(Items listed in the dataset)
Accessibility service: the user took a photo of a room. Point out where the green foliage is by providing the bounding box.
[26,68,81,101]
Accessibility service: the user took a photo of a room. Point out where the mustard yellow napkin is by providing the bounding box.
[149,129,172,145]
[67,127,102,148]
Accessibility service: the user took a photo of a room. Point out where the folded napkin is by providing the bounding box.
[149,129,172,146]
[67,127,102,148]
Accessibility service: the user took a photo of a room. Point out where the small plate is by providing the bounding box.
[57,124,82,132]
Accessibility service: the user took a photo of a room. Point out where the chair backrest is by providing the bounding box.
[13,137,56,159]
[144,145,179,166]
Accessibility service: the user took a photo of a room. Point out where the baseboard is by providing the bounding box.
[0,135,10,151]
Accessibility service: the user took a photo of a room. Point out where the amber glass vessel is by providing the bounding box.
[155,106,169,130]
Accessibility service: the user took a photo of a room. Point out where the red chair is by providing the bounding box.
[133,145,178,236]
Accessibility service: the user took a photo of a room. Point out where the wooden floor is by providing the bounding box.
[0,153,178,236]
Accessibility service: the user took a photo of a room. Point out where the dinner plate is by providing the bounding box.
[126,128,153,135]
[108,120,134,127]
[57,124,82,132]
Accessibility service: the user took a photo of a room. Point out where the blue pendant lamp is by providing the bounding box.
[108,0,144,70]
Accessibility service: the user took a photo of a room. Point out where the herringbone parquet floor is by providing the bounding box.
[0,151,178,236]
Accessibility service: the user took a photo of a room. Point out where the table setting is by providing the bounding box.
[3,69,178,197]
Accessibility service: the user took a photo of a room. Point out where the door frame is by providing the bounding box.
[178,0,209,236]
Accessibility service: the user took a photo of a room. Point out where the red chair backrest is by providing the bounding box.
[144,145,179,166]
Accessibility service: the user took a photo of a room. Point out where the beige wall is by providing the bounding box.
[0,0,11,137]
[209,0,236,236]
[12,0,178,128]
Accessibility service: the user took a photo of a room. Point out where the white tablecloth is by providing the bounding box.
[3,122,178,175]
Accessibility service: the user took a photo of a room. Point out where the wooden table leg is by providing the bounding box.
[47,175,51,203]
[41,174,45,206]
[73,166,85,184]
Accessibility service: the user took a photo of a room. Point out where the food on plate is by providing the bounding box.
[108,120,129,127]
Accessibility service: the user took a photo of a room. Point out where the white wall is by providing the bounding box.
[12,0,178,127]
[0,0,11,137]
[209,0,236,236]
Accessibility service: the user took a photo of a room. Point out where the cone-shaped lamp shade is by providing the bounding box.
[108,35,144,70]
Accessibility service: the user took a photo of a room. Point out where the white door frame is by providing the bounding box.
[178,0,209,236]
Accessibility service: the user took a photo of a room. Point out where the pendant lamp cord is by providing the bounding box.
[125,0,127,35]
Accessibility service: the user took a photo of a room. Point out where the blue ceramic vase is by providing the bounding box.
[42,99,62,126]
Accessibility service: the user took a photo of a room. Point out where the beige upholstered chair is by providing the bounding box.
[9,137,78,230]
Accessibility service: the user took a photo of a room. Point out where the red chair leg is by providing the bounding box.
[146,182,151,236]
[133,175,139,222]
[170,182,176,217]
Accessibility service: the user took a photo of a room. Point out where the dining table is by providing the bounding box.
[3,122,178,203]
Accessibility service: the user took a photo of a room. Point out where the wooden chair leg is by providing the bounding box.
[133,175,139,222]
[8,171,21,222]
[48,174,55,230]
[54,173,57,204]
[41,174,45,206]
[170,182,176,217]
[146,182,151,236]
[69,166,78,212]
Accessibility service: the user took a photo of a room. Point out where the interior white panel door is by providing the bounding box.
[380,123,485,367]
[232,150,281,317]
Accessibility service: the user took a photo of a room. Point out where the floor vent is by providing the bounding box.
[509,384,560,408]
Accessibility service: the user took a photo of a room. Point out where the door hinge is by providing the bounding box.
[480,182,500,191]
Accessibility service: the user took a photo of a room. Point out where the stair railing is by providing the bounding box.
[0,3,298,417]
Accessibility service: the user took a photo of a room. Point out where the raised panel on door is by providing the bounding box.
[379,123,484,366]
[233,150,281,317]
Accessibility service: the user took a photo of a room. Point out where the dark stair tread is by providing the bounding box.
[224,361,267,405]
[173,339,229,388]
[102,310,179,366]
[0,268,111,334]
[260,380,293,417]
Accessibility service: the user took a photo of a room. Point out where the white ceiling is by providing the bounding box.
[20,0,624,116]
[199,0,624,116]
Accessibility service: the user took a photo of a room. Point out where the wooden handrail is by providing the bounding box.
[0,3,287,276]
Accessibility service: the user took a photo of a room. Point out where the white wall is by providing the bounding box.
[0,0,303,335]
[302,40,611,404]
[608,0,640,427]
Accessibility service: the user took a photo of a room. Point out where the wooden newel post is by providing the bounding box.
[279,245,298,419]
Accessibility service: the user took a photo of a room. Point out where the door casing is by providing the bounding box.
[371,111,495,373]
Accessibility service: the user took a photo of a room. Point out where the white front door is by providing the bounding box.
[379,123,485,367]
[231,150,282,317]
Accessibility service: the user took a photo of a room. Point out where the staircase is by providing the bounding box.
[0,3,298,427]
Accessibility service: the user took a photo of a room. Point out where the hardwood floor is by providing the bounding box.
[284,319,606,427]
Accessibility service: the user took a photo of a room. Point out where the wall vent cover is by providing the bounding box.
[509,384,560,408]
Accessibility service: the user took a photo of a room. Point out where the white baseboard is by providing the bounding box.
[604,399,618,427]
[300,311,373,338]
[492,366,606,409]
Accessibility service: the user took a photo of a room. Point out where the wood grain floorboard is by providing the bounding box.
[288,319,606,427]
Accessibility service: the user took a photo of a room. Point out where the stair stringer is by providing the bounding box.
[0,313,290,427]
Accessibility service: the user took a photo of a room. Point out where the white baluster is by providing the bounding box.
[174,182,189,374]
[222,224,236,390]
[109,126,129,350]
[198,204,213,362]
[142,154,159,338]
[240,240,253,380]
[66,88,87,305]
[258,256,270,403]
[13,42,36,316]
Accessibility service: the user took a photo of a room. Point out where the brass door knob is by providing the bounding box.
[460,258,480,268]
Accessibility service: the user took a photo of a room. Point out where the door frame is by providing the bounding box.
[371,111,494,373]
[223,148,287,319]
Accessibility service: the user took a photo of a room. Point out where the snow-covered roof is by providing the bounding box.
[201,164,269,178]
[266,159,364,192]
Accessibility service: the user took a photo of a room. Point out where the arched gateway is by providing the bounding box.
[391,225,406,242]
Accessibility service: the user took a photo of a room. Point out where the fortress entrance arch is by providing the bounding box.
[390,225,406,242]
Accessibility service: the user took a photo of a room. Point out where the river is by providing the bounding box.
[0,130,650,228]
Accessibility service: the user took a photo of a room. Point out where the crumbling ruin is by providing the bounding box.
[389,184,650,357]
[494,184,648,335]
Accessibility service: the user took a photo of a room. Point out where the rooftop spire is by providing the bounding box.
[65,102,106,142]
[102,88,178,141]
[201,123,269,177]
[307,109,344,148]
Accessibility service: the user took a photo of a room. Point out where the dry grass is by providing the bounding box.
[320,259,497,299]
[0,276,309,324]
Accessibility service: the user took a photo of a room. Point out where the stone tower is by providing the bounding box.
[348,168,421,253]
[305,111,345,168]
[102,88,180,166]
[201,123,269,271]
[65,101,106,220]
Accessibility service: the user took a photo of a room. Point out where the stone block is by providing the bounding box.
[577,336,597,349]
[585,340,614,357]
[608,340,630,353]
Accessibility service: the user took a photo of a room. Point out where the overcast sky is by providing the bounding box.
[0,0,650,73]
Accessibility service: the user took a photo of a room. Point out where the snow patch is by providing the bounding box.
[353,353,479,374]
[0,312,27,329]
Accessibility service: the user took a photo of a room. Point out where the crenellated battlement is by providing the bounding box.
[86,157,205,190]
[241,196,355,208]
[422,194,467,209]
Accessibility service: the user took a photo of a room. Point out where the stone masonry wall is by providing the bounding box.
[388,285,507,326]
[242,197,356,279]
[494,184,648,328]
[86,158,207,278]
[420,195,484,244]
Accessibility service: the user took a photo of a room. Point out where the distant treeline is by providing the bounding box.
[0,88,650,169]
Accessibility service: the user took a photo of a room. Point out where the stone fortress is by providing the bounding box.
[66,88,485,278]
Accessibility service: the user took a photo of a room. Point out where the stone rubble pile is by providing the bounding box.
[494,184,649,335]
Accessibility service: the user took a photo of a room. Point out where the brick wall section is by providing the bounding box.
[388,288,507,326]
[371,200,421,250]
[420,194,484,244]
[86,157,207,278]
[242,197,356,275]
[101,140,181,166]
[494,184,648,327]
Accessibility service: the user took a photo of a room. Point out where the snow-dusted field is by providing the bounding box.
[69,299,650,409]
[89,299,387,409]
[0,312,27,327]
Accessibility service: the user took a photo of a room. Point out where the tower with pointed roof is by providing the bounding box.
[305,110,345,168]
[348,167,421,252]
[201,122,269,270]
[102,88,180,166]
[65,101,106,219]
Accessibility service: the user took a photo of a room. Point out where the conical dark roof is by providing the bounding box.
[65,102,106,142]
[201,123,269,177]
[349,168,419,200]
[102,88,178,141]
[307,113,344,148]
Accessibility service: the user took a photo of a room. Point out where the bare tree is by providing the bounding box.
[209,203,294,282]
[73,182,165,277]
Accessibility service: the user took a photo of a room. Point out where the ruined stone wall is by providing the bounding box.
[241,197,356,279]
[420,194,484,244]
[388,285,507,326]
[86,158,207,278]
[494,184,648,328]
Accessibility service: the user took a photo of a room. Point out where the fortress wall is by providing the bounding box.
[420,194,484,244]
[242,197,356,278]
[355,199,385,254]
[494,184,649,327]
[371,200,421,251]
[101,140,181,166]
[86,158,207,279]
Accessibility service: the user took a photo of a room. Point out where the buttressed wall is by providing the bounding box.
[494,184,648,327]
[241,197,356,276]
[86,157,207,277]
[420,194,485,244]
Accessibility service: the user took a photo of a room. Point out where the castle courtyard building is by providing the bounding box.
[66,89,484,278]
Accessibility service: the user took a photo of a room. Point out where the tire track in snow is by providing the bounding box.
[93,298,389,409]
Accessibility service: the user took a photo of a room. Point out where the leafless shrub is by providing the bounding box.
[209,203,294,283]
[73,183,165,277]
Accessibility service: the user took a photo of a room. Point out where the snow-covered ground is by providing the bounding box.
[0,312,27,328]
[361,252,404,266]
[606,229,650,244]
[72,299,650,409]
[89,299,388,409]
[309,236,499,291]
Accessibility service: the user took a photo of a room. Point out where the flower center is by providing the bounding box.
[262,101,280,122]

*Exercise objective*: Turn the data above, from the line with "fortress is by providing the bounding box." to the line with "[65,101,106,219]", into a numbered list, skipping any blank lines.

*Output*:
1. Accessibility service: the user took a photo of a room. Point out where the stone fortress is by providing the bounding box.
2. [66,88,485,278]
3. Accessibility service: the user took a photo of a room. Point out where the stone rubble pile is by providing the bounding box.
4. [494,184,649,335]
5. Accessibility service: the user took a photo of a room. Point out where the brick wall section is by providing the bounding box.
6. [388,288,507,326]
7. [371,200,421,250]
8. [420,194,484,244]
9. [86,157,207,278]
10. [242,197,356,275]
11. [101,140,181,166]
12. [494,184,648,327]
13. Accessibility service: the user took a photo of a room. Point out where the snow-dusted field is by providing the bounding box.
14. [69,299,650,409]
15. [89,299,387,409]
16. [0,312,27,327]
17. Accessibility service: the user took a photo of a room. Point out where the tower with pointed roof is by providing the bounding box.
18. [305,110,345,168]
19. [348,167,421,252]
20. [201,122,269,270]
21. [102,88,180,166]
22. [65,101,106,219]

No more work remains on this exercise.